Write out the material below exactly, beginning at the line that contains "the helmet brim" and ending with its last line, both ends included; write nothing else.

[START]

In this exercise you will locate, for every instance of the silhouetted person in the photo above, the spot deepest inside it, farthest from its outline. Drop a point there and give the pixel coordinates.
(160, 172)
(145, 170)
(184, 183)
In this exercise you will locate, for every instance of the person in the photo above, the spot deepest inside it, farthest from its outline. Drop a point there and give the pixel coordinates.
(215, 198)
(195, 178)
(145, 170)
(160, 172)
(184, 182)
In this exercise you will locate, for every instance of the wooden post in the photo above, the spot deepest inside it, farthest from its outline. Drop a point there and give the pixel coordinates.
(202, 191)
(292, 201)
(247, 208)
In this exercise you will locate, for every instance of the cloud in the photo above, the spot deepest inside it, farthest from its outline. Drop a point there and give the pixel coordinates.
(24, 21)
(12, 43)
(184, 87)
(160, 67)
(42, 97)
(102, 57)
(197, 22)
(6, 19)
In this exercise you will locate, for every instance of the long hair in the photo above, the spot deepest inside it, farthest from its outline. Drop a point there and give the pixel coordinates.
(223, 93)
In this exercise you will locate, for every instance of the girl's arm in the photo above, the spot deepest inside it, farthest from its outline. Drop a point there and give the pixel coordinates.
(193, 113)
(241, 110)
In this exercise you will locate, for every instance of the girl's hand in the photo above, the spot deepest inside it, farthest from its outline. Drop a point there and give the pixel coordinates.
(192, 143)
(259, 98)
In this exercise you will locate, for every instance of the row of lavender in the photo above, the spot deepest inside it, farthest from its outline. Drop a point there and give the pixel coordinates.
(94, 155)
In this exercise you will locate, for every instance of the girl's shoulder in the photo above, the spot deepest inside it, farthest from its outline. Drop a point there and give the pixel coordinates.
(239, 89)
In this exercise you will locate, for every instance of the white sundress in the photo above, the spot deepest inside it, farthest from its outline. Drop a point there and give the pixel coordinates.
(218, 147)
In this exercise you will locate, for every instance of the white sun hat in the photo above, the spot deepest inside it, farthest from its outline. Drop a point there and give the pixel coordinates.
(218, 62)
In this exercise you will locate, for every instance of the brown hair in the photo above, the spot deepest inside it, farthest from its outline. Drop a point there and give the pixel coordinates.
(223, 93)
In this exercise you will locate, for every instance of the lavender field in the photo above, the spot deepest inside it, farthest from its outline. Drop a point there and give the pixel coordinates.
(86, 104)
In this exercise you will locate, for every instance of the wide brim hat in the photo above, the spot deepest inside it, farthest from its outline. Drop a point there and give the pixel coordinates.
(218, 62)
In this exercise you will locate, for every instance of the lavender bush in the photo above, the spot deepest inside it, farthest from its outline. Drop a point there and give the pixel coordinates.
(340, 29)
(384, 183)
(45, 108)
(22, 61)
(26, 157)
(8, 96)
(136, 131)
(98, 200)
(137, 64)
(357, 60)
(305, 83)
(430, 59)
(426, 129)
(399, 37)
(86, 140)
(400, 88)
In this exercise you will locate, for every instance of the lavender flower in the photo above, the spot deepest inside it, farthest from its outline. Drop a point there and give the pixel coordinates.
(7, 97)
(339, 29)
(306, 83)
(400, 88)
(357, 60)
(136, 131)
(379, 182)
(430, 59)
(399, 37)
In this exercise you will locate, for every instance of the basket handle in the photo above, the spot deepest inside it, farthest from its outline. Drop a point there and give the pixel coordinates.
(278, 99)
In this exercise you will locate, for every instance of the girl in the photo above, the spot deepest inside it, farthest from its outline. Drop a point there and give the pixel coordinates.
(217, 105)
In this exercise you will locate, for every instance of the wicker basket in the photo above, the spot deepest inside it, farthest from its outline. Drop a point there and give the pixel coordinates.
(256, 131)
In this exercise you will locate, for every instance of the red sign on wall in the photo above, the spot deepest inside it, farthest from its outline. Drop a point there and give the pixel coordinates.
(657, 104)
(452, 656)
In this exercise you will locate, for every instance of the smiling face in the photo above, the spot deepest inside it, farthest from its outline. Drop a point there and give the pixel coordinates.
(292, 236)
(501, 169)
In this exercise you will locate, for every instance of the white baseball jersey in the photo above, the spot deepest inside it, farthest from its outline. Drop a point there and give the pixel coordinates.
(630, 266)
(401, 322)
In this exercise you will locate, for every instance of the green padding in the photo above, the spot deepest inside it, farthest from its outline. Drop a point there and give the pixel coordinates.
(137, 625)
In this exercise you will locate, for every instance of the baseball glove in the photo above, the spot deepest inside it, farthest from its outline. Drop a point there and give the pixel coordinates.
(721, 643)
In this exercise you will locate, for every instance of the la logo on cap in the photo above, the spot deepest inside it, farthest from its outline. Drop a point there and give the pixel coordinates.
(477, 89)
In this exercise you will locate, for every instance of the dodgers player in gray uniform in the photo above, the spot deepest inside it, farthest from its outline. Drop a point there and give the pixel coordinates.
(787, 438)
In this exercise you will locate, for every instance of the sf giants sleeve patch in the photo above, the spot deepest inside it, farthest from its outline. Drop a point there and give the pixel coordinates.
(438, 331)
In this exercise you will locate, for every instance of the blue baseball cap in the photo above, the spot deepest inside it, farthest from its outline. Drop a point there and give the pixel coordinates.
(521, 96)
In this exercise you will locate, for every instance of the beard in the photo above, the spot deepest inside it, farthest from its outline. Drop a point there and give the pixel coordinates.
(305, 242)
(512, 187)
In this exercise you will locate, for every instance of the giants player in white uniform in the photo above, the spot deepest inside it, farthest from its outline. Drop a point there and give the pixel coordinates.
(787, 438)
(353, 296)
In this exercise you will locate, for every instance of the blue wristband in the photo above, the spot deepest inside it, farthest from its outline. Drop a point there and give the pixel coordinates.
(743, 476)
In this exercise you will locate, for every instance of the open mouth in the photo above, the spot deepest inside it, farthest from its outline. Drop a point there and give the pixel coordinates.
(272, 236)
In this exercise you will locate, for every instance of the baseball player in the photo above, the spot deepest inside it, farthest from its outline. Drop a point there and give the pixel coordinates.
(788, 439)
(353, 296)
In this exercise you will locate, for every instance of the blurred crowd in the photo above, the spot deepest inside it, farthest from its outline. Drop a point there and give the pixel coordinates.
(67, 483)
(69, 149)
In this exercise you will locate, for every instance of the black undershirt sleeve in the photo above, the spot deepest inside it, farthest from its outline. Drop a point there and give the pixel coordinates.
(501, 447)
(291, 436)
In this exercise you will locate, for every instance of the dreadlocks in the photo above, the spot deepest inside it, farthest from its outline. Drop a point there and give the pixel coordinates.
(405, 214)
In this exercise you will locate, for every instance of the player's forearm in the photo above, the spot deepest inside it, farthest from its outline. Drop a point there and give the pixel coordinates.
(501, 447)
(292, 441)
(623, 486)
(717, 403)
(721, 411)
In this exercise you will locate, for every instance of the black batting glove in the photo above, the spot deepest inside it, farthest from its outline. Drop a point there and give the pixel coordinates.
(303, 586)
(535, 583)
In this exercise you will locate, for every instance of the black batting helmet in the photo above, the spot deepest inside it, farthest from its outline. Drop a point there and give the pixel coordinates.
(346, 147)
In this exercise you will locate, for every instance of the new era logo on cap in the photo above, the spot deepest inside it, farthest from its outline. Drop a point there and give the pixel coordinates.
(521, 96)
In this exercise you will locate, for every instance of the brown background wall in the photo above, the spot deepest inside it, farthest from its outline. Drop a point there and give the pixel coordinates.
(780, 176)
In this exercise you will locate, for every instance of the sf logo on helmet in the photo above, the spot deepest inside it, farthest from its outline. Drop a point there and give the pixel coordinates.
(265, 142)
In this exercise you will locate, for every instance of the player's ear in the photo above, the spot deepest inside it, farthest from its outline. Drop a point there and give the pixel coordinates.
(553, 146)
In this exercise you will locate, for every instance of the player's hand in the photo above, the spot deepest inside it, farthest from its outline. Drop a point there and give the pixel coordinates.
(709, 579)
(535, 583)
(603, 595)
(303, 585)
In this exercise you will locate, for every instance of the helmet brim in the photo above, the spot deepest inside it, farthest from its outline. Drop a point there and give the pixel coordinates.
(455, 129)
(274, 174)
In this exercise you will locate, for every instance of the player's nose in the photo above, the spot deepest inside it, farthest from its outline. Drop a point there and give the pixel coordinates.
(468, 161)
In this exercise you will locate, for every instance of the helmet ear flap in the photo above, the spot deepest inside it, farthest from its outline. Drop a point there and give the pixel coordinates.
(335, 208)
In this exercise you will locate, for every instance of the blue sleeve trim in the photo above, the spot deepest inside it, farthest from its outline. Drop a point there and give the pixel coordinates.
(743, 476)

[END]

## SOLUTION FOR THIS TASK
In this exercise you will locate, for every instance of the helmet brim in the photo above, the spot deepest inside it, farthest from its outline. Drop a point there and give the pixel coordinates.
(455, 129)
(274, 174)
In this exercise you will locate, for every instance of the player's nose in the photo above, the spot deepest inside it, farthest from its outline. Drop a point there and give the pixel coordinates.
(468, 161)
In this exercise you will locate, for every instance of the helmet ear flap in the photo above, the spot deepest inside it, farthest from its outline. Drop a point there and give the pixel coordinates.
(335, 208)
In this exercise you will locate, for every instance of the blue sleeve trim in the photo above, the spot deepest inside it, farthest from its outline. Drop a point there and give the pixel coordinates.
(743, 476)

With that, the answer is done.